Task details:
Copy the result of filtering the entries below for lines that include the string "dark".

Available data:
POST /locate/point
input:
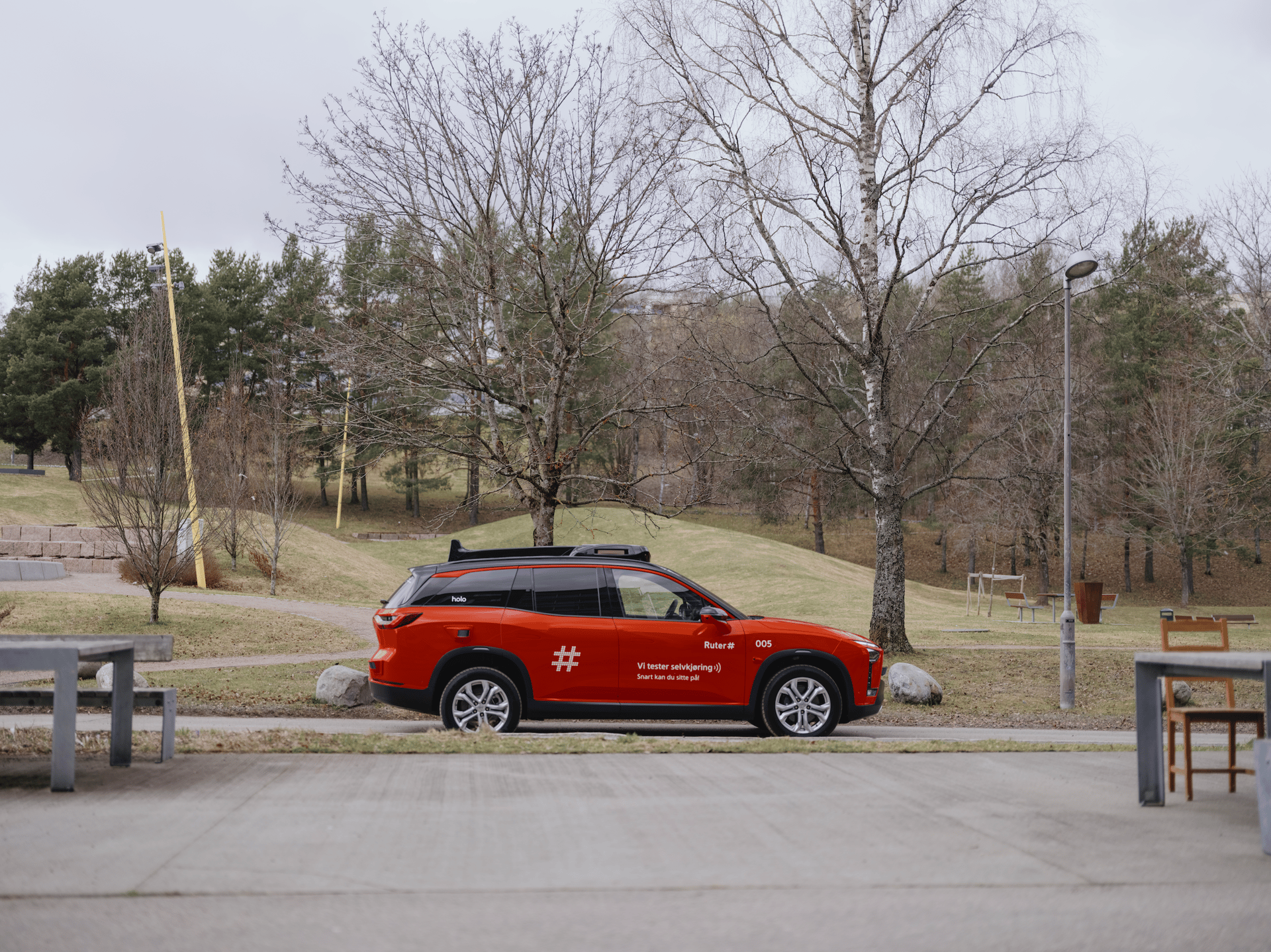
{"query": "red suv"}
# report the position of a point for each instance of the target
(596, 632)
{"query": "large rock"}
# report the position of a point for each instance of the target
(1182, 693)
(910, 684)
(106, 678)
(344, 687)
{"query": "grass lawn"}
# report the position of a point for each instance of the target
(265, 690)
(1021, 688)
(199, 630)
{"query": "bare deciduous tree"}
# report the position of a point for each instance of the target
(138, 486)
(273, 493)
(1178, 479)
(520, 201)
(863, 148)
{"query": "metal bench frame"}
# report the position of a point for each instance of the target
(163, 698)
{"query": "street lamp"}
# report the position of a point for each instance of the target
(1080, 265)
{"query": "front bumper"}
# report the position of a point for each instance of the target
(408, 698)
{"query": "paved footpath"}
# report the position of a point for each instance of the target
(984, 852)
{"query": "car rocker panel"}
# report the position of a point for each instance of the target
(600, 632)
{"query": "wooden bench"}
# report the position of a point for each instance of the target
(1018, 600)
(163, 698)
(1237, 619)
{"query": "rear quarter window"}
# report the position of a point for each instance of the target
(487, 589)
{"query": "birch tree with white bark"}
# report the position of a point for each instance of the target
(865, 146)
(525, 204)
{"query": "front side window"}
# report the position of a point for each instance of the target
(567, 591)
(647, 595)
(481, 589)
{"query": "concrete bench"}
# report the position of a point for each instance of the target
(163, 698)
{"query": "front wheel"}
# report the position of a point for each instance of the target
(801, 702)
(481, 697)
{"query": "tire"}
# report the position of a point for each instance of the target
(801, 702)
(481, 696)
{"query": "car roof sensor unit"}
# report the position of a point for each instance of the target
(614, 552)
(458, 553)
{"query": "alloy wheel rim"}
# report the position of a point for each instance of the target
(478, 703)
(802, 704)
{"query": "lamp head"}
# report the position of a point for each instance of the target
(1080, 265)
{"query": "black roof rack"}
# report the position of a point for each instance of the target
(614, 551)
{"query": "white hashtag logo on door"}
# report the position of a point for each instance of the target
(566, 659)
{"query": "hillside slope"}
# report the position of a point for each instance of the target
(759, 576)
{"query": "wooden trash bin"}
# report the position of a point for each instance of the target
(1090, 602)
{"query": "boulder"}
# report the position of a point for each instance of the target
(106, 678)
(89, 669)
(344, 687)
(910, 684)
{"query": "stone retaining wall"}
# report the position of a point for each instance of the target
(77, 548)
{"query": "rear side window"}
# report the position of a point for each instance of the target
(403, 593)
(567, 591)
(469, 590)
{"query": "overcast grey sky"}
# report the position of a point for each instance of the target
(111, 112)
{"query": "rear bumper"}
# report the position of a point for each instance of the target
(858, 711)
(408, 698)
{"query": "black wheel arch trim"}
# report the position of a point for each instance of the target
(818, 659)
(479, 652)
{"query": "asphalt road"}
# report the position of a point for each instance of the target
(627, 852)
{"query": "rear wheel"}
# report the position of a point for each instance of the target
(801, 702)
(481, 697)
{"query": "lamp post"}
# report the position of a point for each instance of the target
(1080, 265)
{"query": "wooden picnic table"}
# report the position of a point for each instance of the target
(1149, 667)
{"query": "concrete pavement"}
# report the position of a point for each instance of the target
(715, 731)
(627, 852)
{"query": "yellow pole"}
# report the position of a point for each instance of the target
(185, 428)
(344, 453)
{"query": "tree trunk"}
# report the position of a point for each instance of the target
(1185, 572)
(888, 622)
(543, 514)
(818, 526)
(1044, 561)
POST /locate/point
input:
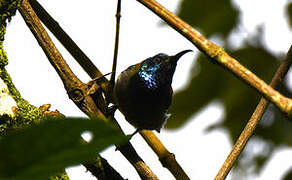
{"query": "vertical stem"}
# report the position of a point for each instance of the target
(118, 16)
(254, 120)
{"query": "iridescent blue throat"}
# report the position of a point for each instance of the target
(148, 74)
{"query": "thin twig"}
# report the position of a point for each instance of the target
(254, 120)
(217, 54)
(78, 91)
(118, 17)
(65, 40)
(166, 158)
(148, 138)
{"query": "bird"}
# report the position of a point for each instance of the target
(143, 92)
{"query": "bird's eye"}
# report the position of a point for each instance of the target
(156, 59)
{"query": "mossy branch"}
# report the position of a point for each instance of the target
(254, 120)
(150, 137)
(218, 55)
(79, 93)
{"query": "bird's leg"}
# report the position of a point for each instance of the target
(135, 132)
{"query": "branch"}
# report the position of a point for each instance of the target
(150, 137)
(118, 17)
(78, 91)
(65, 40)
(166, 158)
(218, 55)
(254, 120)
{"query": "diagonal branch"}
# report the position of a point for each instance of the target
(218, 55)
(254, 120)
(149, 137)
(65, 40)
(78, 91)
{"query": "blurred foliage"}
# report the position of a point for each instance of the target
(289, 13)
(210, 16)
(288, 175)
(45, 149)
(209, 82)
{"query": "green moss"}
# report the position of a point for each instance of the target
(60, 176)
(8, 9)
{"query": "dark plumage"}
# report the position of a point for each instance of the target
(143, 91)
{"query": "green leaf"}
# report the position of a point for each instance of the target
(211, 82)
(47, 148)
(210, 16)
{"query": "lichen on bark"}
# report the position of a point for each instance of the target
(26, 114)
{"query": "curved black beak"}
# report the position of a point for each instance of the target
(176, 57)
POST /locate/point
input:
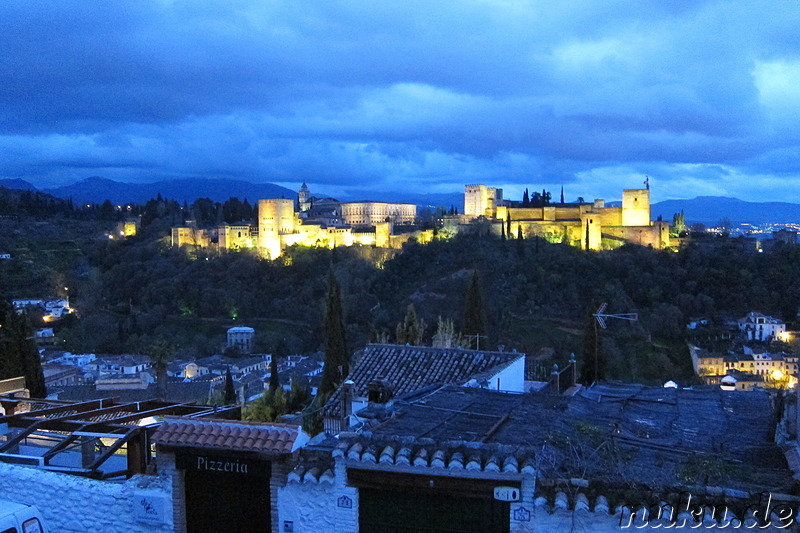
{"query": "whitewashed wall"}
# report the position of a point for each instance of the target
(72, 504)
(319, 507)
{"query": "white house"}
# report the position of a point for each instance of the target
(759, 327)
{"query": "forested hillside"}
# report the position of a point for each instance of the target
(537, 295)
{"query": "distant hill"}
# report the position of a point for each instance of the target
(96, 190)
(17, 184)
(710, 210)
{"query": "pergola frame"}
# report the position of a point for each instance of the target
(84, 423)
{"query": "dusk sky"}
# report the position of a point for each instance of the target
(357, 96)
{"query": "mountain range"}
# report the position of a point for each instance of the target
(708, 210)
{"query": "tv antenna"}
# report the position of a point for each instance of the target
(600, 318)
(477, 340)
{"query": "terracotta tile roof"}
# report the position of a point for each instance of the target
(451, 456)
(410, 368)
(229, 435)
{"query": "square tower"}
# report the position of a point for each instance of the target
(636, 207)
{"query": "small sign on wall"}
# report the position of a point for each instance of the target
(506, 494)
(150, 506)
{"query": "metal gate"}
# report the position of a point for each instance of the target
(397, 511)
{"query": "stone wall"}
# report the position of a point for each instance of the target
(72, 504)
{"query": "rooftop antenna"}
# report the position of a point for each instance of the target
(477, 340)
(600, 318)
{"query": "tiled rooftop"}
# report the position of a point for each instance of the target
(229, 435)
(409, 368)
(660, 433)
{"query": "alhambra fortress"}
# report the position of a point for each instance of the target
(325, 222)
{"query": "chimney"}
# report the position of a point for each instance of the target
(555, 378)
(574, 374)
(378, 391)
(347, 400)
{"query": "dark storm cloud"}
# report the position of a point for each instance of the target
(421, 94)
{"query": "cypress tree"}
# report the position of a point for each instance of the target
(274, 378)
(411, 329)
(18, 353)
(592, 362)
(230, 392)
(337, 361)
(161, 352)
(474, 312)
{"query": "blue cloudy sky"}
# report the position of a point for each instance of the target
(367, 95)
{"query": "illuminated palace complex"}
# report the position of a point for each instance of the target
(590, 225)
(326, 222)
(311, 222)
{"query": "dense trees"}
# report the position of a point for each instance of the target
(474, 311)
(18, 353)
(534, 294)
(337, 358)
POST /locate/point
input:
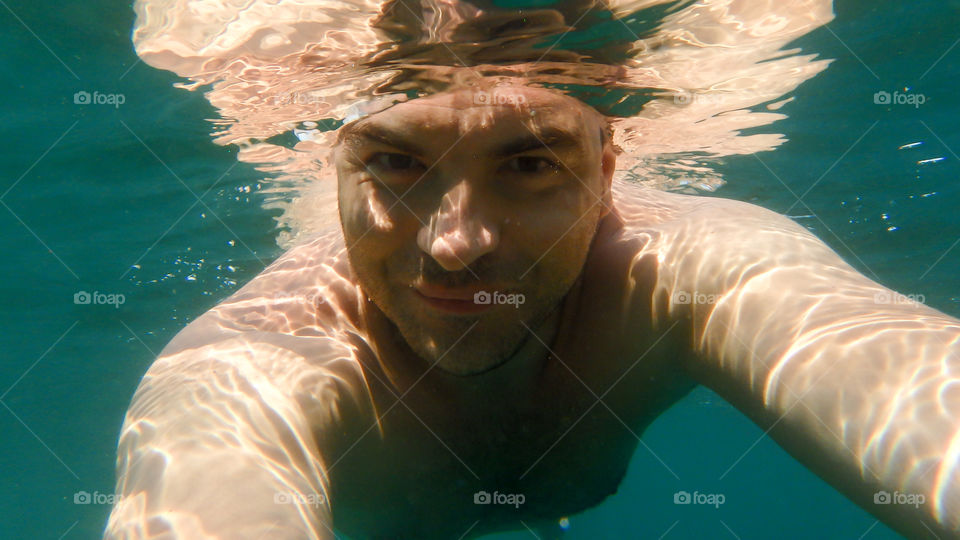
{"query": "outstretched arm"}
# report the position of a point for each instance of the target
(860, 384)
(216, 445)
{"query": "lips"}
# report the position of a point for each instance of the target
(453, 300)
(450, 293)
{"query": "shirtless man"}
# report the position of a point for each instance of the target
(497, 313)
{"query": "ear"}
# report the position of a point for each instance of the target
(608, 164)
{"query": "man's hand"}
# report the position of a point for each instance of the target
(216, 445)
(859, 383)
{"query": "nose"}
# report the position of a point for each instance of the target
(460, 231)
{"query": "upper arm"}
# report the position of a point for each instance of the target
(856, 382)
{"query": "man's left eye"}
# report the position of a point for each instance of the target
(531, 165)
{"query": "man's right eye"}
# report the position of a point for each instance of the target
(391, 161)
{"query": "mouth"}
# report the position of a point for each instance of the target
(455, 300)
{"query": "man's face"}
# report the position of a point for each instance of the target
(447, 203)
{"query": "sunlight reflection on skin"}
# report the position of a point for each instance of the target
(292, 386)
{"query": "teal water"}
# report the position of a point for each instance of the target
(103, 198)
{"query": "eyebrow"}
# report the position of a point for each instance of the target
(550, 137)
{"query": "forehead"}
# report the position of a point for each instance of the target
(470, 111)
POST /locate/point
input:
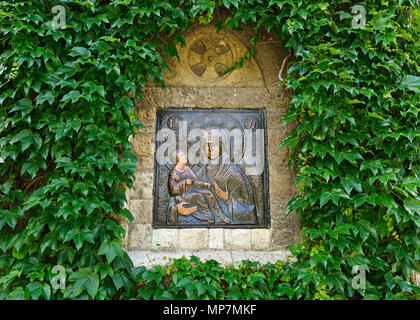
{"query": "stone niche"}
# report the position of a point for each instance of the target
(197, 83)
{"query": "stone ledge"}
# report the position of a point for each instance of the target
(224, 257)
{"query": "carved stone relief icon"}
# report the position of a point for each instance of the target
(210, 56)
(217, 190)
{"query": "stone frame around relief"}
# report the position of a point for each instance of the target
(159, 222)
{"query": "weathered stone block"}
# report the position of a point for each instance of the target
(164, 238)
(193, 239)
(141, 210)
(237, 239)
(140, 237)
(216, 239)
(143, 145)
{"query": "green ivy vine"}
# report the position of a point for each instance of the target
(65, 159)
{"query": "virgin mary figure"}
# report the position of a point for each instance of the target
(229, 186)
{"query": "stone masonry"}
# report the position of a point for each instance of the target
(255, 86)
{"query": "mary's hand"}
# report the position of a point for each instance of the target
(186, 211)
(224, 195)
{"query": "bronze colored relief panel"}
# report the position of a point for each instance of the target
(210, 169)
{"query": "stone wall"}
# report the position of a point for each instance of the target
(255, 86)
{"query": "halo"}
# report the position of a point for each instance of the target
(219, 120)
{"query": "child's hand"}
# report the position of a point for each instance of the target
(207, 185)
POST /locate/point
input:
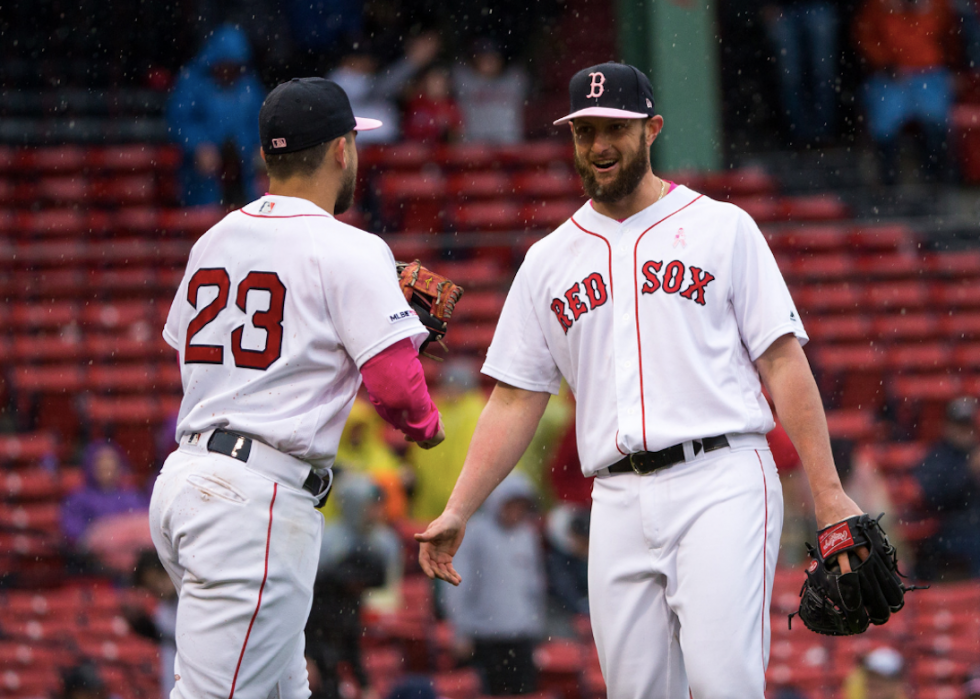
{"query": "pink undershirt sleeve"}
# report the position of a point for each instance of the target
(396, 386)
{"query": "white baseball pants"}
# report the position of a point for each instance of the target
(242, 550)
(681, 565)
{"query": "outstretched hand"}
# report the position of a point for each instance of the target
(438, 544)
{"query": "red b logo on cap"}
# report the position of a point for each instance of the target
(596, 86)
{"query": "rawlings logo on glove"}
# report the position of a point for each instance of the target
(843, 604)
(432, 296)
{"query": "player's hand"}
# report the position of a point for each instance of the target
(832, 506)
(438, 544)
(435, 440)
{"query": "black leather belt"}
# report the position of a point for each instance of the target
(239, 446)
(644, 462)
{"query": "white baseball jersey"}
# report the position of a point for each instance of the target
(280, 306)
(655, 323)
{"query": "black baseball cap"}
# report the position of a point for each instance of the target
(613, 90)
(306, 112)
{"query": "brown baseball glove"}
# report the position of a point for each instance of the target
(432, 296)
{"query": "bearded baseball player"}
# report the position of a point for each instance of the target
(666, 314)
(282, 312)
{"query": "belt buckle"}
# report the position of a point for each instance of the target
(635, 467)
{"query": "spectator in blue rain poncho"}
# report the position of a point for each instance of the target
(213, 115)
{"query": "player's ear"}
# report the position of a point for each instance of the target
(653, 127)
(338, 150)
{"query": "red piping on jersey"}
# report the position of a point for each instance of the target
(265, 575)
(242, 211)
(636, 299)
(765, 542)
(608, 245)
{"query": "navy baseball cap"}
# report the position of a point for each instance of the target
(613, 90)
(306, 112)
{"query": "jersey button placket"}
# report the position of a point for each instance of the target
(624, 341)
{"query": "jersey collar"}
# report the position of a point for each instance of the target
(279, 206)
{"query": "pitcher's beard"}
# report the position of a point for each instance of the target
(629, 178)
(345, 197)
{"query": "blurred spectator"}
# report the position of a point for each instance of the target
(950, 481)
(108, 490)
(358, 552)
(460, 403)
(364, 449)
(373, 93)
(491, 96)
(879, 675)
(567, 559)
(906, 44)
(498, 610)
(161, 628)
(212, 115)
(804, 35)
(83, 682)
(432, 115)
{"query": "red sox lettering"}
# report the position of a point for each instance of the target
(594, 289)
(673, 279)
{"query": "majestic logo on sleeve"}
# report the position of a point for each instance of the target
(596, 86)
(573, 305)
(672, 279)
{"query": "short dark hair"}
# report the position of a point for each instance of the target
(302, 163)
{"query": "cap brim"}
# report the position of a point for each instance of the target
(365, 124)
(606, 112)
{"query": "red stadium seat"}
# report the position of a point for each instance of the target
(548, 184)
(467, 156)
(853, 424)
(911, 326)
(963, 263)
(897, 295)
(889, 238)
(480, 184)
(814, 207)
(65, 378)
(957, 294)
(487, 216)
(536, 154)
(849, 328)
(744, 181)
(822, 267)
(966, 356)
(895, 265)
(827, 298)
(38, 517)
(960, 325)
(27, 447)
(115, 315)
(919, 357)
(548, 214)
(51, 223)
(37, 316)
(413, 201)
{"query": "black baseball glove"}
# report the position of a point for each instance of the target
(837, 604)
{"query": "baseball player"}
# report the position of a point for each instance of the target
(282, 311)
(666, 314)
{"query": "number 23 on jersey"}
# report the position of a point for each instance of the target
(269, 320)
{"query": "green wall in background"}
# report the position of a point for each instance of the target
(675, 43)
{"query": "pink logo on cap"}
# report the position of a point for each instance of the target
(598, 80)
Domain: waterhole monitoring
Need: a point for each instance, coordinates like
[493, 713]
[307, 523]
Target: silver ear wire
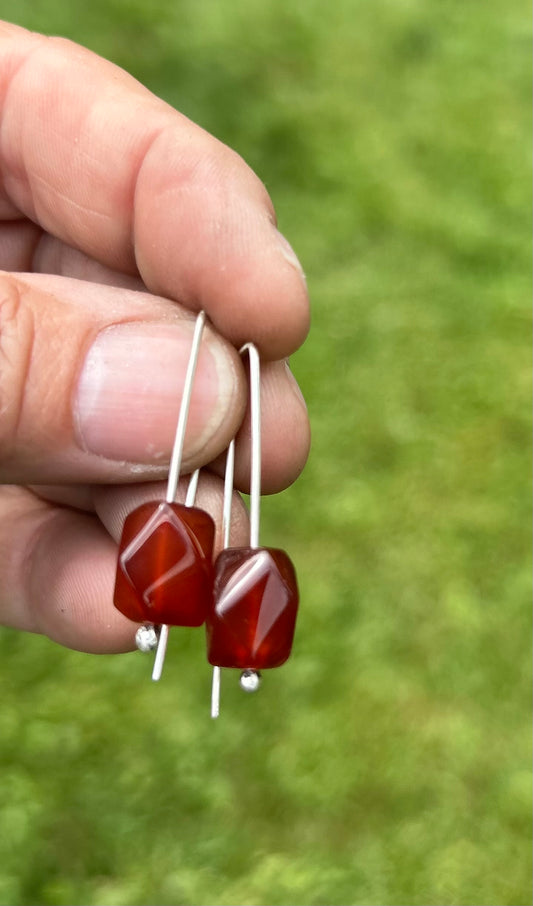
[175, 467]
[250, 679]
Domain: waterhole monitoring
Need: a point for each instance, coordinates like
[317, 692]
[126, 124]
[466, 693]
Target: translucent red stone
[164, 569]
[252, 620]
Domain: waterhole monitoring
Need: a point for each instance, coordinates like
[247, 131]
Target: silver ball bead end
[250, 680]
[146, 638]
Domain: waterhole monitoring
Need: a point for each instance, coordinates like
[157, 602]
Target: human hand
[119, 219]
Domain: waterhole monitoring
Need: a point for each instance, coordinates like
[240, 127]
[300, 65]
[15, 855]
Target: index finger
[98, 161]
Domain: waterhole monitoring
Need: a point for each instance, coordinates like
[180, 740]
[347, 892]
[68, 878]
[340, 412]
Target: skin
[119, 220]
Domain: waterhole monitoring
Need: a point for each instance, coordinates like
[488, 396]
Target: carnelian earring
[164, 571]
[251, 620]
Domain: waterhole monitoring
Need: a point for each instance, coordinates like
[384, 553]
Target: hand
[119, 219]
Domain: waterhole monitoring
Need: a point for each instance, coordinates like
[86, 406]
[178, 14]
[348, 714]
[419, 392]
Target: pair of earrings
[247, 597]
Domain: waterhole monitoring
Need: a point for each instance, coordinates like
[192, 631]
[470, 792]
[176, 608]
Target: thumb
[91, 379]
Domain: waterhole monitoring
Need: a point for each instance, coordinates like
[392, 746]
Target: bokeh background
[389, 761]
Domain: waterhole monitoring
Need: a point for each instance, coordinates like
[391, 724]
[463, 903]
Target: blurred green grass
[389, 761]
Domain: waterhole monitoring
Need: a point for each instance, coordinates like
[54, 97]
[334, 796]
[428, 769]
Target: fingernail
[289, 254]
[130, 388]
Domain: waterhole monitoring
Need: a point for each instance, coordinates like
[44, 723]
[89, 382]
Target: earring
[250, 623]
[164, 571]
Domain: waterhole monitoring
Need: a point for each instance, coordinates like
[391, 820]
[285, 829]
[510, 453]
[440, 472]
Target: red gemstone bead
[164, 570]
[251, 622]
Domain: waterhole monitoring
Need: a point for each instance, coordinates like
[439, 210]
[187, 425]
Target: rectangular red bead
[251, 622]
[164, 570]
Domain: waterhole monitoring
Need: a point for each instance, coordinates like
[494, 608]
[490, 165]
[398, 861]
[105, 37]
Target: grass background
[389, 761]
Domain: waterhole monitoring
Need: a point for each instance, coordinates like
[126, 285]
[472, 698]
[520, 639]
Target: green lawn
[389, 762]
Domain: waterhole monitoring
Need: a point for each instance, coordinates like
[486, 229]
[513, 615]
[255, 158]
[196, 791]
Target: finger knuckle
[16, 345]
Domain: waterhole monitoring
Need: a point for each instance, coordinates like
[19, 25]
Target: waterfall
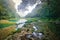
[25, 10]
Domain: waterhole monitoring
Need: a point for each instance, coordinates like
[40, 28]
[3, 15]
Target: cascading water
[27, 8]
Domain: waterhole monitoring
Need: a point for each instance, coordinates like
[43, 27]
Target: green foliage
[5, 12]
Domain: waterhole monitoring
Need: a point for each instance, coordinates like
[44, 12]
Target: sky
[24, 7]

Reply to the exercise:
{"query": "dark plumage"}
{"query": "dark storm cloud"}
{"query": "short dark hair"}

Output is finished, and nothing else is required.